__Reading text__:
By way of background—this is for the Minister’s benefit, because I am unsure whether he is familiar with the communities of east Durham—Horden, like many of the communities I represent, is a close-knit former mining community, located on the east Durham heritage coast. The village, which has a long and proud industrial heritage, was established to serve the needs of the colliery. The sinking of the pit brought new workers and the village began to take shape with the construction of terraced housing—that style of housing will be familiar to you, Mr Owen, because similar terraced housing exists in all the former mining areas, including in Wales and Yorkshire.

The demand for housing remained high until the closure of Horden colliery in 1987. I recall that Horden was one of the biggest collieries in Europe when it was at peak production and we had a number of associated industries, including a petrol-from-coal plant, which was a considerable employer, which I think was developed during the war.

The loss of the coal mine has led to issues found in many former mining communities such as unemployment, health inequalities and an ageing and declining population, which has led to lower demand for family-type housing in particular. While today’s debate is on the situation caused by the Accent housing association, I hope that the Minister will acknowledge the wider issues concerning the lack of investment and support given to Horden in particular—other mining communities have received such support—to attract new industries, jobs and investment since the end of its mining operations.

__Stated exercise__: Repeat, word for word, the part of the Horden speech starting at "By way of background—this" and ending at "Wales and Yorkshire.".

__Material shown__:

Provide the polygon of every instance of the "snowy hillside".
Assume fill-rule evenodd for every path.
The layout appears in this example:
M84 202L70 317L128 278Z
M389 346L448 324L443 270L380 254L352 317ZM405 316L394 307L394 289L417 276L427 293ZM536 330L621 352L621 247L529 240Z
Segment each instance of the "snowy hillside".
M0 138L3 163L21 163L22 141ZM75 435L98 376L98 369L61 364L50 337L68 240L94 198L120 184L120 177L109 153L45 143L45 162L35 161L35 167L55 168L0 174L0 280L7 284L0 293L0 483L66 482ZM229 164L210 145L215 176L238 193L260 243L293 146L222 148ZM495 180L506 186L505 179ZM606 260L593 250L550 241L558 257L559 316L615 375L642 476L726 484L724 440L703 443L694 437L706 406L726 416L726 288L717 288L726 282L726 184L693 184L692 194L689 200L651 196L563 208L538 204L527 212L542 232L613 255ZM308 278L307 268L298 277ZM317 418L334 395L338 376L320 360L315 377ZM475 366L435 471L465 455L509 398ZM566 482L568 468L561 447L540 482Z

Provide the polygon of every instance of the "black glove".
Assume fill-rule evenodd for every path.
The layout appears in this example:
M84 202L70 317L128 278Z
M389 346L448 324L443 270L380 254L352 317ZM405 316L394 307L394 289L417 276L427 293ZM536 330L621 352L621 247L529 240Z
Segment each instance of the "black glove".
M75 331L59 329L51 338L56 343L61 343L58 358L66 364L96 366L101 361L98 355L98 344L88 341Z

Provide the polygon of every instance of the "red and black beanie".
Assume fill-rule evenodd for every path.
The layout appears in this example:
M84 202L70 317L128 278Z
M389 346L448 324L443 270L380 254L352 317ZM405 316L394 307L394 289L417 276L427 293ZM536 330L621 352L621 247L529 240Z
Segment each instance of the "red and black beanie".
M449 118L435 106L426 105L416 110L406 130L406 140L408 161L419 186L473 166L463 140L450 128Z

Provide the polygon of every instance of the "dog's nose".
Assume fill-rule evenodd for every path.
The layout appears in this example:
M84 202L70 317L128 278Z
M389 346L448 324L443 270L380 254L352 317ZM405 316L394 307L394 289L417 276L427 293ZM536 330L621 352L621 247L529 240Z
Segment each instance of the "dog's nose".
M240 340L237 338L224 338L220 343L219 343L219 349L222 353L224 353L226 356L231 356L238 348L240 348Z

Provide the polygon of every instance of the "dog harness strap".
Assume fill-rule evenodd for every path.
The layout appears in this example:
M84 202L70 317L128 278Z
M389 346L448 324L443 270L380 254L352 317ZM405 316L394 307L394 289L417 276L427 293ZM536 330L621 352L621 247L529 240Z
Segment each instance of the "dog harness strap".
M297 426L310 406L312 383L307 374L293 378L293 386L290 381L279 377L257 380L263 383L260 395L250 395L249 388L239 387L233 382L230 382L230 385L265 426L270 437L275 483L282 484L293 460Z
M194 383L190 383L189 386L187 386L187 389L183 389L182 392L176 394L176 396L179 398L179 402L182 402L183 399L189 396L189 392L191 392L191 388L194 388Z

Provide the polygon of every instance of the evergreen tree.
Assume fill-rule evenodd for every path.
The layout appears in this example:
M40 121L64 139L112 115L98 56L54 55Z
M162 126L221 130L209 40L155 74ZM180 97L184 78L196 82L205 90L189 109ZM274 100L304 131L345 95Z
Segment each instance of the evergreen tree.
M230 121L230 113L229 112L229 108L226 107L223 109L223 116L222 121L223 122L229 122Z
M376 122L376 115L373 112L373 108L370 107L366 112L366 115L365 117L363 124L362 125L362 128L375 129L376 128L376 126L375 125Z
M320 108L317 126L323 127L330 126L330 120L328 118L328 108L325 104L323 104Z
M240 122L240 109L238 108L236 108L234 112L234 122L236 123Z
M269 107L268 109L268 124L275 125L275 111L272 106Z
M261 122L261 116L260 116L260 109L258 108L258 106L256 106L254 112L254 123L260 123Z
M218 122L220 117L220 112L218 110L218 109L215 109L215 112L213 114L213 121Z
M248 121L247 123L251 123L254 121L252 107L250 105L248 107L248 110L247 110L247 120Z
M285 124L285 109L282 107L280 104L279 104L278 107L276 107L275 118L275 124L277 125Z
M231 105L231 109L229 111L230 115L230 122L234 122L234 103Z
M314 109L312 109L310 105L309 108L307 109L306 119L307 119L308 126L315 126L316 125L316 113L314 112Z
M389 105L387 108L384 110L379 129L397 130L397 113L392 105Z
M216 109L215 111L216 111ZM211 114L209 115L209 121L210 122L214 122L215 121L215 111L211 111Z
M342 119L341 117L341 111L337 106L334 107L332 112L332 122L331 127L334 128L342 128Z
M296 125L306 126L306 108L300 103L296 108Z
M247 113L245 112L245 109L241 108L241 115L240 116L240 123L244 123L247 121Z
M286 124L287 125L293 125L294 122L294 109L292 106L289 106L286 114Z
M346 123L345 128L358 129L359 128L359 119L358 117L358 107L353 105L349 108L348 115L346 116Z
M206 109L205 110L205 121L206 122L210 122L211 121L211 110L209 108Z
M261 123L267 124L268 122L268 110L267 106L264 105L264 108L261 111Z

__Written answer__:
By way of background—this is for the Minister’s benefit, because I am unsure whether he is familiar with the communities of east Durham—Horden, like many of the communities I represent, is a close-knit former mining community, located on the east Durham heritage coast. The village, which has a long and proud industrial heritage, was established to serve the needs of the colliery. The sinking of the pit brought new workers and the village began to take shape with the construction of terraced housing—that style of housing will be familiar to you, Mr Owen, because similar terraced housing exists in all the former mining areas, including in Wales and Yorkshire.